··· SELECTION ···

Clause 42.1 and other relevant clauses

[15] The applicant’s challenge focuses on the operation of cl 42.1 of the GC20 general conditions of contract.  Those provisions are recognisable as drawn mostly from AS2124-1992, but the two are not identical. The actual provisions are as follows:

“42.1Payment Claims, Certificates, Calculations and Time for Payment

At the times for payment claims stated in the Annexure and upon issue of a Certificate of Practical Completion and within the time prescribed by Clause 42.7 and in accordance with Special Conditions of Contract at Appendix F1, the Contractor shall deliver to the Principal’s Representative claims for payment support by evidence of the amount due to the Contractor and such information as the Principal’s Representative may reasonably require. Claims for payment shall include the value of work carried out by the Contractor calculated in accordance with Section C3 Contract Price Schedules, together with all other amounts then due to the Contractor arising out of or in connection with the Contract or for any alleged breach thereof.

The Contractor shall not be entitled to payment for any Adjustment under the Contract until the work the subject of the Adjustment has been completed by the Contractor and the Principal’s Representative has approved both the basis and quantum for the Adjustment and provided written notification of this approval to the Contractor.  For the purpose of this paragraph, ‘Adjustment’ shall mean any Claim for payment in addition to the Contract Sum for costs, losses, expenses or damages, including variations, arising under, out of, or in connection with, the Contract, the work under the Contract or the Project.

Within 10 Business Days after receipt of a claim for payment, the Principal’s Representative shall issue to the Principal and to the Contractor a payment certificate stating the amount of the payment which, in the opinion of the Principal’s Representative, is to be made by the Principal to the Contractor or by the Contractor to the Principal. The Principal’s Representative shall set out in the certificate the calculations employed to arrive at the amount and, if the amount is more or less than the amount claimed by the Contractor, the reasons for the difference.  The Principal’s Representative shall allow in any payment certificate issued pursuant to this Clause 42.1 or any Final Certificate issued pursuant to Clause 42.8 or a Certificate issued pursuant to Clause 44.6, amounts paid under the Contract and amounts otherwise due from the Principal to the Contractor and/or due from the Contractor to the Principal arising out of or in connection with the Contract including but not limited to any amount due or to be credited under any provision of the Contract. If the Contractor fails to make a claim for payment under Clause 42.1, the Principal’s Representative may nevertheless issue a payment certificate.

··· DATASET RECORDS ···

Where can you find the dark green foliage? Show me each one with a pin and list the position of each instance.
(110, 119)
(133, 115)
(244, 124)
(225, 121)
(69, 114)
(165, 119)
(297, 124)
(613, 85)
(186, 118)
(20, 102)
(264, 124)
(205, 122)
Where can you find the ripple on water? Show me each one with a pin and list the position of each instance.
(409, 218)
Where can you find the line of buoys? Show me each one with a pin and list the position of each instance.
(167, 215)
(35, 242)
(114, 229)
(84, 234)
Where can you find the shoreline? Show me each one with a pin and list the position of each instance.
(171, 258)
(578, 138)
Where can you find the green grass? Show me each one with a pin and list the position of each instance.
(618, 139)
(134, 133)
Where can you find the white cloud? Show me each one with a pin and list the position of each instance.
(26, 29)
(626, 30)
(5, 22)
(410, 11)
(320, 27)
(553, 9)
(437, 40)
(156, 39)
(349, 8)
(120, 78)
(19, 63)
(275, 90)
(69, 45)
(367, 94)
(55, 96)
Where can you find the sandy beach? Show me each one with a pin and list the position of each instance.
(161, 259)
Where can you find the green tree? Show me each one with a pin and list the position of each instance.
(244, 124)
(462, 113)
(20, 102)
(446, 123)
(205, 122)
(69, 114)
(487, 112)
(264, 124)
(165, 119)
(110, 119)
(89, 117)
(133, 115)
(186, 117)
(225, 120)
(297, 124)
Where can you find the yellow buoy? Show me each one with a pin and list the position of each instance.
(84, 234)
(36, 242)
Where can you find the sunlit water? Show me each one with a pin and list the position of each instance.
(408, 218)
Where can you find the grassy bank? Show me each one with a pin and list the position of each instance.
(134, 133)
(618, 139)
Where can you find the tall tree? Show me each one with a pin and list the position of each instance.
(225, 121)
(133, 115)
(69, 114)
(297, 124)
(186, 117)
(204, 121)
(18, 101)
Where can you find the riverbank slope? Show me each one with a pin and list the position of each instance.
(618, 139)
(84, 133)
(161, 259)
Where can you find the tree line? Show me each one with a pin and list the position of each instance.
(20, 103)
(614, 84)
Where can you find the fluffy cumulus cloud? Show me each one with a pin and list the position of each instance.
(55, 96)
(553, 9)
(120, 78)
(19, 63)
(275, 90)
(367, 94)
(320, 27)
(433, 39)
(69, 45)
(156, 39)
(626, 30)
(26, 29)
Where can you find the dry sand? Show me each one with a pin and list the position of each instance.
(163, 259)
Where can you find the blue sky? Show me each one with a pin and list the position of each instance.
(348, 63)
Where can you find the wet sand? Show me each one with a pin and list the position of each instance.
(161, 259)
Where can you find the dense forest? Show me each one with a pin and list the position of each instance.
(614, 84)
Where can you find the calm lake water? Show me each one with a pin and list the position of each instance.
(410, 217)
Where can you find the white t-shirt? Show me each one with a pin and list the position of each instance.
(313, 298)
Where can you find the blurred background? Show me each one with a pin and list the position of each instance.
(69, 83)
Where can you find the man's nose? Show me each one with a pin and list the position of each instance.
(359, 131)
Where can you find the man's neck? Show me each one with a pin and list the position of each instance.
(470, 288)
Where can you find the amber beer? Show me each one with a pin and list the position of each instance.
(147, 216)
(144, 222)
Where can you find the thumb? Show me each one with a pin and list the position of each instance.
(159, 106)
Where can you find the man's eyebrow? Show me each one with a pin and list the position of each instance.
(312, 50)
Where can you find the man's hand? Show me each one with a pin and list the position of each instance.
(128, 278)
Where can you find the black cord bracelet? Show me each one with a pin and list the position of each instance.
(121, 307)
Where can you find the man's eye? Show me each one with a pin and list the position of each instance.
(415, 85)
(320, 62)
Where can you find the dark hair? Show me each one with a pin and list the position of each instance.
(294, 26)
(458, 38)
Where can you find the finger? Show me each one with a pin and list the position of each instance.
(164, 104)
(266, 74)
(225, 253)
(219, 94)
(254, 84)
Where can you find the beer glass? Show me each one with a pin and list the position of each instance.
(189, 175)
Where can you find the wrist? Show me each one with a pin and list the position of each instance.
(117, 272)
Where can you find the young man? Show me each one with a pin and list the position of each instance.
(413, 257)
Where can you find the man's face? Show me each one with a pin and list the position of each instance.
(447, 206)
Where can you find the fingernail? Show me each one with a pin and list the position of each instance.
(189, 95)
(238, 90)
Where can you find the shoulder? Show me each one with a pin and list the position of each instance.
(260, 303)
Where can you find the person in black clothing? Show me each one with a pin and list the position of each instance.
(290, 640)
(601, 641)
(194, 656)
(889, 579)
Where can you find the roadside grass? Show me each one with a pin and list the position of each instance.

···

* **SHORT PROBLEM 1**: Print the clause 42.1 excerpt from "The Contractor shall not" to "or the Project.".
* **SHORT PROBLEM 2**: List each distinct clause number cited in the clause 42.1 excerpt.
* **SHORT PROBLEM 3**: Carry on the clause 42.1 excerpt after its last sentence.

* **TASK OUTPUT 1**:
The Contractor shall not be entitled to payment for any Adjustment under the Contract until the work the subject of the Adjustment has been completed by the Contractor and the Principal’s Representative has approved both the basis and quantum for the Adjustment and provided written notification of this approval to the Contractor.  For the purpose of this paragraph, ‘Adjustment’ shall mean any Claim for payment in addition to the Contract Sum for costs, losses, expenses or damages, including variations, arising under, out of, or in connection with, the Contract, the work under the Contract or the Project.

* **TASK OUTPUT 2**: 42.1, 42.7, 42.8, 44.6

* **TASK OUTPUT 3**:
Where the contract is not for building work pursuant to the Queensland Building Services Authority Act 1991, the following paragraph will apply:

Subject to the provisions of the Contract, including clause 42.10, within 30 days after the end of the month following receipt by the Principal’s Representative of a claim for payment (or within 60 days after the end of the month where the Contractor issues the claim for payment later than the date specified in Annexure Part A), the Principal shall pay to the Contractor, or the Contractor shall pay to the Principal, as the case may be, an amount not less than the amount shown in the payment certificate as due to the Contractor or to the Principal as the case may be.

Where the Contract is for building work pursuant to the Queensland Building Services Authority Act 1991, the following paragraph will apply:

Subject to the provisions of the Contract, including clause 42.10, within 5 Business Days of when the Principal’s Representative issues a payment certificate, the Principal shall pay to the Contractor or the Contractor shall pay to the Principal, as the case may be, an amount not less than the amount shown in the payment certificate as due to the Contractor or to the Principal as the case may be.

A payment made pursuant to this Clause shall not prejudice the right of either party to dispute under Clause 47 whether the amount so paid is the amount properly due and payable and on determination (whether under Clause 47 or as otherwise agreed) of the amount so properly due and payable, the Principal or Contractor, as the case may be, shall be liable to pay the difference between the amount of such payment and the amount so properly due and payable.

Payments of moneys shall not be evidence of the value of work or an admission of liability or evidence that work has been executed satisfactorily but shall be a payment on account only, except as provided by Clause 42.8.

Notwithstanding Clause 42.4, the Principal shall be obliged to pay for any item of unfixed plant and materials where that item is –

(a)to be imported into Australia, provided the Contractor has given the Principal a clean on board bill of lading or its equivalent, drawn or endorsed to the order of the Principal and, where appropriate, a custom’s invoice for the item; or

(b)listed in the Annexure and which is not an item to be imported into Australia, provided the Contractor establishes to the satisfaction of the Principal’s Representative that the Contractor has paid for the item, and the item is properly stored, labelled the property of the Principal and adequately protected.

Upon payment to the Contractor of the amount which includes the value of the item, the item shall be the property of the Principal free of any lien or charge.”  (emphasis added)

[16] The first of the emphasised paragraphs is called the “9th par of cl 42.1”.  The second is called the “10th par of cl 42.1”.[1]

[17] It will be recalled that the relevant claims for overpayment are based, at least in part, on cl 42.1.  As the argument developed, the parties also made reference to cl 47 of the general conditions of each contract.  That clause provides:

“47DISPUTE RESOLUTION

47.1Negotiations

If a Dispute arises, the parties must, prior to the initiation of any legal proceedings, use their best efforts in good faith to reach a reasonable and equitable resolution of the Dispute in accordance with the process set out in this clause 47.

47.2References to Representatives

If a Dispute arises, the Dispute must be referred to the Contractor’s Representative and the Principal’s Representative, who are to attempt to resolve the Dispute.  The reference must be by written notice by either party specifying that it is a notice given under this clause 47.2 and giving full particulars of the nature and extent of the Dispute.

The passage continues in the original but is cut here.